Short problem:
Render the following material as a numbered list, omitting any blank lines.

Data for the task:
★ ★ ★

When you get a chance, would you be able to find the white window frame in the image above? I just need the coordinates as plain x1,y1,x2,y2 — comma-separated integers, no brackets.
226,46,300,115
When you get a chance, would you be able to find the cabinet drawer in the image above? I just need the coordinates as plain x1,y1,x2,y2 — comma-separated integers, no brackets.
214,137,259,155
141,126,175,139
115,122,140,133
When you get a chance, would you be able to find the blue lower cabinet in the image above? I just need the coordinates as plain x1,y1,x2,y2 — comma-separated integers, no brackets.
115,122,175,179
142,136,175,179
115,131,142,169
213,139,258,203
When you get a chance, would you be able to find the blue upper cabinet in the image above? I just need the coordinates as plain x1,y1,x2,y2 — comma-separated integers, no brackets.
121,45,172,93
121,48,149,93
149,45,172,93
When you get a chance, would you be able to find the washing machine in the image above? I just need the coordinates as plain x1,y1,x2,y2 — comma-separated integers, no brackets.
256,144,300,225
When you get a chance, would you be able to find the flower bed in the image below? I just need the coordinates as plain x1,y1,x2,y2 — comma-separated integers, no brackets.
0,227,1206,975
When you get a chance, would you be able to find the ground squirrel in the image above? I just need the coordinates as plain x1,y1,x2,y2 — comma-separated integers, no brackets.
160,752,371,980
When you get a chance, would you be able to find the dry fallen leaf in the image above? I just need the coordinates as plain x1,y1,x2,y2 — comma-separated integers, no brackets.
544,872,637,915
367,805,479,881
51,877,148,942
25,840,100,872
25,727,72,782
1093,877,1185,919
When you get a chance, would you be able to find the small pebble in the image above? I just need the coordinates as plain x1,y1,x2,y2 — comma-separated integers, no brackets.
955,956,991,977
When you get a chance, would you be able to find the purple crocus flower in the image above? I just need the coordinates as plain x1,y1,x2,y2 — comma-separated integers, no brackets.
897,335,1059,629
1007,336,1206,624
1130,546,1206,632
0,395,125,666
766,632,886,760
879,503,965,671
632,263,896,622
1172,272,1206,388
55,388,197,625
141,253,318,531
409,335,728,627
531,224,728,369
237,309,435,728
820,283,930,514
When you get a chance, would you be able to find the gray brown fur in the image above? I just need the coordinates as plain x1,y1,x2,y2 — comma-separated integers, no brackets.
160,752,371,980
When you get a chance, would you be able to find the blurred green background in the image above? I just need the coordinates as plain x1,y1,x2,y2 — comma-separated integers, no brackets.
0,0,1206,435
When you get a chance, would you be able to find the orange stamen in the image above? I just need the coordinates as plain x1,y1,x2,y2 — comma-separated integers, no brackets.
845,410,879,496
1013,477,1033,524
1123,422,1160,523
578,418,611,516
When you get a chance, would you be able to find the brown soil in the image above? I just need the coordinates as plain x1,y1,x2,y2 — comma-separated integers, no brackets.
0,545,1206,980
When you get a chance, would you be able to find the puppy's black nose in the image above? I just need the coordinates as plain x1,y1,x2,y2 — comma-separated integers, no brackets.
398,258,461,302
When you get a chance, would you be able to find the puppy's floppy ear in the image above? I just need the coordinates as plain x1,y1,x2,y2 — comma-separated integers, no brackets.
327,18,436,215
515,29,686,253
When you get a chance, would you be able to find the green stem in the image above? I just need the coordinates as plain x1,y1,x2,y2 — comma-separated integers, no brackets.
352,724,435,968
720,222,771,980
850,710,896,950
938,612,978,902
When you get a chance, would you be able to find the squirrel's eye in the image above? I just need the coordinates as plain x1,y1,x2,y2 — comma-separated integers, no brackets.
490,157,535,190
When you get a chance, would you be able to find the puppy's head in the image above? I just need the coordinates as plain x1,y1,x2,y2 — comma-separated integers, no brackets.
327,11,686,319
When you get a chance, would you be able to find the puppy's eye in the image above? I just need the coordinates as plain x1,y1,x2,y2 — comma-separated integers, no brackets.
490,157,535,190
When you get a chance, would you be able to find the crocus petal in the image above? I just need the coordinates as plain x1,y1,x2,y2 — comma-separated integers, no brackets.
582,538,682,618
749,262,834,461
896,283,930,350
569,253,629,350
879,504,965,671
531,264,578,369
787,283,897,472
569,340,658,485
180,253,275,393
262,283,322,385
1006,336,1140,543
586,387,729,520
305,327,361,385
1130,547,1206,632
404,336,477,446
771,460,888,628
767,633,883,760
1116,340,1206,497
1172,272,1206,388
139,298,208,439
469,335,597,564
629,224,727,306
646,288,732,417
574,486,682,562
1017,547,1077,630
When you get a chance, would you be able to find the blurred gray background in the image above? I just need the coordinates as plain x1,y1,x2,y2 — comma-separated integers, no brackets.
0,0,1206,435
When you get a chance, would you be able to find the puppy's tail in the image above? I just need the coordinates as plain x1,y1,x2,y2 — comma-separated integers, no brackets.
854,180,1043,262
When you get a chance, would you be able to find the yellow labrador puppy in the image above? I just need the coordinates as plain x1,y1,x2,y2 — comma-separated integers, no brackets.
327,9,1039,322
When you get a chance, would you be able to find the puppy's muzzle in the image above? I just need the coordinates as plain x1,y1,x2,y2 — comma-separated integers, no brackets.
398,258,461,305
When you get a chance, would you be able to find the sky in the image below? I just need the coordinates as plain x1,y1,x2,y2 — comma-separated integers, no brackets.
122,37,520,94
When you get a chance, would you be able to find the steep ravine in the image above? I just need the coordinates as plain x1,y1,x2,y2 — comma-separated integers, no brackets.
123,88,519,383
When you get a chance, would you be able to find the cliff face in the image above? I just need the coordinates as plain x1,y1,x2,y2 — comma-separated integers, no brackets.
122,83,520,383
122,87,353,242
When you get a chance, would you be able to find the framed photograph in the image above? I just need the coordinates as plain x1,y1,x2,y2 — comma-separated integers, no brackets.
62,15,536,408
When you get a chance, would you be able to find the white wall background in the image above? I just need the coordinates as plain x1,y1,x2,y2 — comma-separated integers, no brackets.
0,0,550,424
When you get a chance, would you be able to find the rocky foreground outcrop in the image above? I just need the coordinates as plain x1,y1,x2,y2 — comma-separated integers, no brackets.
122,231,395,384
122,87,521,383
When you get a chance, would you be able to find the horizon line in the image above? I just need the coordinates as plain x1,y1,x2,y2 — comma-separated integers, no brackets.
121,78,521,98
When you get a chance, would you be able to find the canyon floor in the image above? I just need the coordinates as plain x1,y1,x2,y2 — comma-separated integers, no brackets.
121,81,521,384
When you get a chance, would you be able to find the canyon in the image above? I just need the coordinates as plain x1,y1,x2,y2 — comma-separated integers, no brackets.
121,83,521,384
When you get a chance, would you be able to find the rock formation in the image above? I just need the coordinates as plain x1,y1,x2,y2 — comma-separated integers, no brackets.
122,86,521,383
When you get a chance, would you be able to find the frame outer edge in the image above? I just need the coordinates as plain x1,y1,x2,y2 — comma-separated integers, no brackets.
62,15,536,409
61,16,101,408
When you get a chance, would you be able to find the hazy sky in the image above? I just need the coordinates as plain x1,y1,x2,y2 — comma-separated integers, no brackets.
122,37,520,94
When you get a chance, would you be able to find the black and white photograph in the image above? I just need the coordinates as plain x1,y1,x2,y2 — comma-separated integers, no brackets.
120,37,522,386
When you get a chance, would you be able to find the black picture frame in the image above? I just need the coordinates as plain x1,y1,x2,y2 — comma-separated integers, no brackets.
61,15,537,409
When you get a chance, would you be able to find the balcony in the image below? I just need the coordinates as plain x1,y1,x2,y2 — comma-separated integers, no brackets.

★ ★ ★

Output below:
1. When you get a chance, would you be able to find the white window frame in the image above? I just need the coordinates as plain x1,y1,x2,y2 — comma-separated integers, no brackets.
2. 226,46,300,115
3. When you get a chance, would you be able to find the cabinet drawer in the image above? I just need the coordinates as plain x1,y1,x2,y2 — comma-separated integers, no brackets.
4. 214,137,259,155
5. 141,126,175,139
6. 115,122,140,133
7. When you get a chance, would you be able to find the blue lower cabinet in the image above? I just need the coordinates as plain x1,y1,x2,y2 — comma-separated integers, no brackets.
8. 115,122,175,179
9. 142,136,175,179
10. 115,131,142,169
11. 213,139,258,203
12. When you get a chance, would you be able to find the blue upper cabinet in the image above? I just need the coordinates as plain x1,y1,x2,y2 — comma-separated integers, no brackets.
13. 121,45,172,93
14. 121,48,149,93
15. 149,45,172,93
16. When you get a chance, would you be able to find the washing machine in the image above? I just need the coordinates as plain x1,y1,x2,y2 — comma-separated integers, no brackets.
17. 256,144,300,225
18. When you get a chance, would you be able to find the flower bed in the image below? I just need the coordinates as plain x1,y1,x2,y2 — comma-separated integers, no brackets.
19. 0,227,1206,975
20. When you get a chance, would you be able to find the ground squirrel in the image above? I just need the coordinates as plain x1,y1,x2,y2 — comma-separated integers, no brackets.
21. 160,752,371,980
22. When you get a chance, would you be able to find the dry fallen leaf in the image above? I just need the coordinates as plain x1,y1,x2,y2 — comma-separated integers, no brackets.
23. 544,872,637,915
24. 367,805,479,881
25. 51,877,148,942
26. 25,840,100,872
27. 25,727,72,782
28. 1093,877,1185,919
29. When you get a chance, would you be able to find the small pebble in the image above? I just need the coordinates as plain x1,y1,x2,y2 — comma-separated integers, no brackets.
30. 955,956,991,977
31. When you get a chance, would you be able to find the purple crocus flower in the image above? I just need the coordinates as plain x1,y1,x2,y2 — comma-separated integers, no brackets.
32. 897,335,1059,629
33. 1007,336,1206,624
34. 1130,546,1206,632
35. 0,395,125,666
36. 766,632,886,760
37. 879,503,965,671
38. 632,263,896,622
39. 1172,272,1206,388
40. 55,388,197,625
41. 141,253,318,531
42. 409,335,728,627
43. 531,224,728,369
44. 237,309,435,728
45. 820,283,930,514
46. When you get a chance, would you be able to find the gray brown fur in the image above? I just need the coordinates as plain x1,y1,x2,y2 — comma-separated integers, no brackets.
47. 160,752,371,980
48. When you get a chance, would you be able to find the blurred green background in the image above? I just need the coordinates as plain x1,y1,x2,y2 — comma-separated integers, no brackets.
49. 0,0,1206,435
50. When you get a chance, would you be able to find the orange stamen in the image above? I just need the coordinates as plain x1,y1,x2,y2 — comma-separated integers, no brackets.
51. 845,410,879,496
52. 1013,477,1033,524
53. 1123,422,1160,523
54. 578,418,611,516
55. When you get a chance, would you be able to find the brown soil in the image above? I just need the coordinates as plain x1,y1,x2,y2 — comma-separated integers, no brackets.
56. 0,545,1206,980
57. When you get a chance, would you be able to find the puppy's black nose in the image above? I just need the coordinates as plain x1,y1,x2,y2 — comma-separated integers, no brackets.
58. 398,258,461,302
59. When you get a chance, would you be able to find the puppy's floppy ear in the image above? I just need the coordinates as plain x1,y1,x2,y2 — comma-separated integers, no brackets.
60. 327,18,436,215
61. 515,29,686,253
62. When you get a chance, would you be able to find the green stem in the image above? I just need the coordinates as plain x1,y1,x2,y2 — comma-separated integers, no brackets.
63. 352,724,435,968
64. 720,222,771,980
65. 850,710,896,950
66. 938,612,978,902
67. When you get a chance, would you be able to find the squirrel's eye in the image above? I just need the coordinates as plain x1,y1,x2,y2 — comma-separated integers, no brackets.
68. 490,157,535,190
69. When you get a chance, would you be able to find the puppy's head in the image above? I just need the coordinates as plain x1,y1,x2,y2 — comma-separated integers, no brackets.
70. 327,11,686,319
71. When you get a chance, would you be able to find the puppy's eye in the image above? I just need the coordinates as plain x1,y1,x2,y2 — comma-separated integers, no brackets.
72. 490,157,535,190
73. When you get a chance, would you be able to find the crocus petal in the image above? I just need the coordinates as plain x1,y1,x2,y2 — comma-separated integers, no brackets.
74. 582,538,682,618
75. 749,262,834,461
76. 896,283,930,350
77. 569,253,629,350
78. 879,504,965,671
79. 531,264,578,369
80. 787,283,897,472
81. 569,340,658,485
82. 180,253,275,393
83. 262,283,322,385
84. 1006,336,1140,543
85. 586,387,729,520
86. 305,327,361,385
87. 1130,547,1206,632
88. 404,336,477,446
89. 771,460,888,628
90. 767,633,883,760
91. 1116,340,1206,497
92. 1172,272,1206,388
93. 139,298,208,439
94. 469,335,597,564
95. 629,224,727,306
96. 646,288,732,417
97. 574,486,682,562
98. 1017,547,1077,630
99. When you get a chance, would you be able to find the blurred gray background in the image above? I just need the coordinates as plain x1,y1,x2,y2 — comma-separated integers, no brackets.
100. 0,0,1206,435
101. When you get a chance, would you be able to find the puppy's tail in the image above? I just need the coordinates as plain x1,y1,x2,y2 — comma-separated integers, no brackets.
102. 854,180,1043,262
103. When you get a chance, would you be able to find the yellow labrador puppy in the image above? I just need the coordinates as plain x1,y1,x2,y2 — comma-separated integers, no brackets.
104. 327,9,1039,322
105. When you get a chance, would you be able to find the puppy's muzzle in the image above? I just need the coordinates as plain x1,y1,x2,y2 — comma-separated integers, no brackets.
106. 398,258,461,305
107. When you get a chance, would you be able to find the sky in the image below? I just need the coordinates as plain x1,y1,x2,y2 — comma-separated integers, no brackets.
108. 122,37,520,94
109. When you get a chance, would you be able to find the steep ravine in the image above? I just need the coordinates as plain x1,y1,x2,y2 — comma-separated integers, no brackets.
110. 123,88,519,383
111. When you get a chance, would you be able to find the cliff face in the image above? I just need the coordinates as plain x1,y1,x2,y2 — comma-separated integers, no brackets.
112. 122,83,520,383
113. 122,87,353,242
114. When you get a chance, would you be able to find the framed photograph in the image above? I just need the coordinates as plain x1,y1,x2,y2 — comma-separated integers, no brackets.
115. 62,15,536,408
116. When you get a chance, would you be able to find the white wall background in the image above? I just need the coordinates as plain x1,y1,x2,y2 — comma-separated integers, no brackets.
117. 0,0,550,424
118. When you get a chance, would you be able to find the rocky foreground outcrop in the image above? I just need the coordinates as plain x1,y1,x2,y2 — comma-separated integers, no brackets.
119. 122,231,395,384
120. 122,87,521,383
121. When you get a chance, would you be able to find the horizon line in the image above? I just need the coordinates as plain x1,y1,x2,y2 — comma-separated integers, no brackets.
122. 121,78,521,98
123. When you get a chance, would you be able to find the canyon floor in the image above? I just need the coordinates as plain x1,y1,x2,y2 — comma-separated integers, no brackets.
124. 121,81,521,384
125. When you get a chance, would you be able to find the canyon in the image above? I just need the coordinates as plain x1,y1,x2,y2 — comma-separated integers, no brackets.
126. 121,83,521,384
127. When you get a chance, would you be able to find the rock formation in the image above? I just need the coordinates as plain x1,y1,x2,y2 — comma-separated integers, no brackets.
128. 122,86,521,383
129. When you get a chance, would you be able to find the frame outer edge in the image above? I just need the coordinates as plain x1,y1,x2,y2 — comma-separated integers, no brackets.
130. 62,15,536,409
131. 61,16,101,408
132. When you get a chance, would you be able to find the hazy sky in the image above? I just need the coordinates as plain x1,y1,x2,y2 — comma-separated integers, no brackets.
133. 122,37,520,94
134. When you get a chance, would you be able to find the black and white photograph in the image above? I just need the coordinates as plain x1,y1,x2,y2 — comma-separated integers, no brackets.
135. 120,37,522,386
136. When you get a chance, would you be able to find the black picture frame in the image above? I just need the coordinates as plain x1,y1,x2,y2 — comma-separated integers, no brackets.
137. 61,15,537,409
138. When you get a chance, would you be able to find the balcony in the image below? I just need the coordinates as plain x1,y1,x2,y2 — comma-separated integers, no brackets.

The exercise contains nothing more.